(TEXT SHOWN)

Lars Johan Christian "Lasse" Norres (21 September 1952 – 14 November 2025) was a Finnish music and entertainment industry producer. In the 1980s, he served as the manager of the popular band Dingo and as the informer of the record label Finnlevy. He also worked in his own company called Entertainment Capital Finland Oy (also known as Riopop Oy Ltd. / ECF Oy).

Norres was a member of the board of the organization Lastenklinikoiden Kummit ry, which helps support children's hospitals, from 1999 to 2004. In 2006, he was awarded the "Journalist of the year" award by the Finnish Hot Rod Association FHRA, which was awarded for his significant work in advancing journalism. In 2008, he was awarded the Musiikki & Media award for his 40 years of work in the music industry.

Norres was elected to the city council of Vantaa in 2008 and 2012 as a candidate from the National Coalition Party and he was a candidate for the Parliament of Finland from the same party in the 2011 Finnish parliamentary election.

==Career==
In the early 1970s, Lasse Norres wrote articles about pop music in the magazine Stump. He worked at Musiikki-Fazer since 1976, and acted as the manager of Kari Tapio, Katri Helena and Paula Koivuniemi.

Norres acted as the manager of the popular band Dingo in the 1980s. Norres started cooperating with Dingo in 1984 when he was acting as the informer of the record company Finnlevy. Norres quit his job at Finnlevy in 1985 to become the full-time manager of the band Dingo. Together with Dingo, Norres founded the record company Bang Trax and served as its CEO.

Disagreements between Norres and Dingo started appearing, for example including the use of money. The band founded a company of their own without Norres's knowledge. In the end, internal disagreements within the band and their growing financial problems led to the band breaking up in October 1986.

Norres also acted as Dingo's manager when the band made a come-back from 1993 to 1994. Norres also acted as Dingo's manager in the early 2000s.

Norres later said he was disappointed that he is only remembered as the manager of Dingo, even though he has also acted in cooperation of numerous other artists.

The cooperation of Dingo and Lasse Norres was also the subject of the 2024 film My Name Is Dingo. In the film, Norres is played by Elias Salonen. Norres himself thought the character was a failure. According to Norres, the film presents him as more greedy than he really was.

In the 1990s, Norres returned to work at Fazer Finnlevy and also worked at the company Warner Music Finland which was founded to replace it. He also led the event companies Riopop Finland and Entertainment Capital Finland that he had founded.

In November 2025 Norres was posthumously awarded the Prominent Cultural Act prize by the city of Vantaa. it was given to him for "prominent actions to liven up the artistic field of the city of Vantaa". Norres was informed of the award already before his death.

==Background==
Norres had a daughter, Christa, born in the early 1990s from a short relationship with a Kenyan woman. Norres was married to Tahiti Liljegren in 1994, but the marriage ended in a divorce only two years later. In 2002 Norres married Sari Poutiainen and they had two children, born in 2000 and 2004. Beginning in 2006, the family lived in Nikinmäki in Vantaa.

Norres died on 14 November 2025, at the age of 73.

(End TEXT SHOWN)
(INFORMATION SHOWN)

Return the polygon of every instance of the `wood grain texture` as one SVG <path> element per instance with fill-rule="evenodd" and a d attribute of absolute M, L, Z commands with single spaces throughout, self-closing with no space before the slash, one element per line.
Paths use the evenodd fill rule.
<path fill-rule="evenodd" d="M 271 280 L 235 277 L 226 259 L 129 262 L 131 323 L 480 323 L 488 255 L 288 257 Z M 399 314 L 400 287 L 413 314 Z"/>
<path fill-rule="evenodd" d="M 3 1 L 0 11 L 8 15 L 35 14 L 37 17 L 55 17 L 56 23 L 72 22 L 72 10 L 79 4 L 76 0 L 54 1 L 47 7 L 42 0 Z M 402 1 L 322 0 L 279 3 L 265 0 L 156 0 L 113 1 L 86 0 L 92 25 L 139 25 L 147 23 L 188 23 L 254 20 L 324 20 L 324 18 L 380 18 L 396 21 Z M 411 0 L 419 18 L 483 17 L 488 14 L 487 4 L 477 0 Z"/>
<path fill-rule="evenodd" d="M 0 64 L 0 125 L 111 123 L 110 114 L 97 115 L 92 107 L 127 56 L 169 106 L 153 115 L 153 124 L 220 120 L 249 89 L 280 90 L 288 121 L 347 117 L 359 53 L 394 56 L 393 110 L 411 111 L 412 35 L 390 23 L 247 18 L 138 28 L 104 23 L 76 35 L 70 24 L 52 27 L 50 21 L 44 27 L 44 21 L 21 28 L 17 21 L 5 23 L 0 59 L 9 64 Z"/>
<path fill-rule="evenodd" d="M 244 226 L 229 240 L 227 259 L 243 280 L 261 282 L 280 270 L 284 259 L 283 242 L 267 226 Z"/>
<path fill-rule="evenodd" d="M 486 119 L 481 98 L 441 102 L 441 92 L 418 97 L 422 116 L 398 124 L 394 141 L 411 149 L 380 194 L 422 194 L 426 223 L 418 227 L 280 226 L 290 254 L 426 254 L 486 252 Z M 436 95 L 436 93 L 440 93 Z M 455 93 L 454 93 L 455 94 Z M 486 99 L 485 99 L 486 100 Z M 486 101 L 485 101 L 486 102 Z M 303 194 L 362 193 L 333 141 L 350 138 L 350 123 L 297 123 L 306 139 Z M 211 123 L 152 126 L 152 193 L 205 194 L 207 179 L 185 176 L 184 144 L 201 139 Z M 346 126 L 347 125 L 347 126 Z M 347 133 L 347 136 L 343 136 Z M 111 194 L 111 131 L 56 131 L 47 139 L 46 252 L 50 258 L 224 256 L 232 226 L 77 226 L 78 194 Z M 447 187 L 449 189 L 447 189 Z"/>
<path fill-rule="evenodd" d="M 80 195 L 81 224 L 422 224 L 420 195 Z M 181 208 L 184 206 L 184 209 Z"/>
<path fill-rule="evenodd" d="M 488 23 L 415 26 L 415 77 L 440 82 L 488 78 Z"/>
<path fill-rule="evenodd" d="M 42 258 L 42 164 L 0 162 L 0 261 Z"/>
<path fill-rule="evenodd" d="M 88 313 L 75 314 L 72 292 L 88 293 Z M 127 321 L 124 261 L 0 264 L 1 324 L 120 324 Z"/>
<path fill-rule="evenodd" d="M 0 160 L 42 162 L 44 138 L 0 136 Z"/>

(End INFORMATION SHOWN)

**TRY IT**
In the text about Lasse Norres, which actor plays Norres in the 2024 film My Name Is Dingo?

**ANSWER TO THE EXERCISE**
Elias Salonen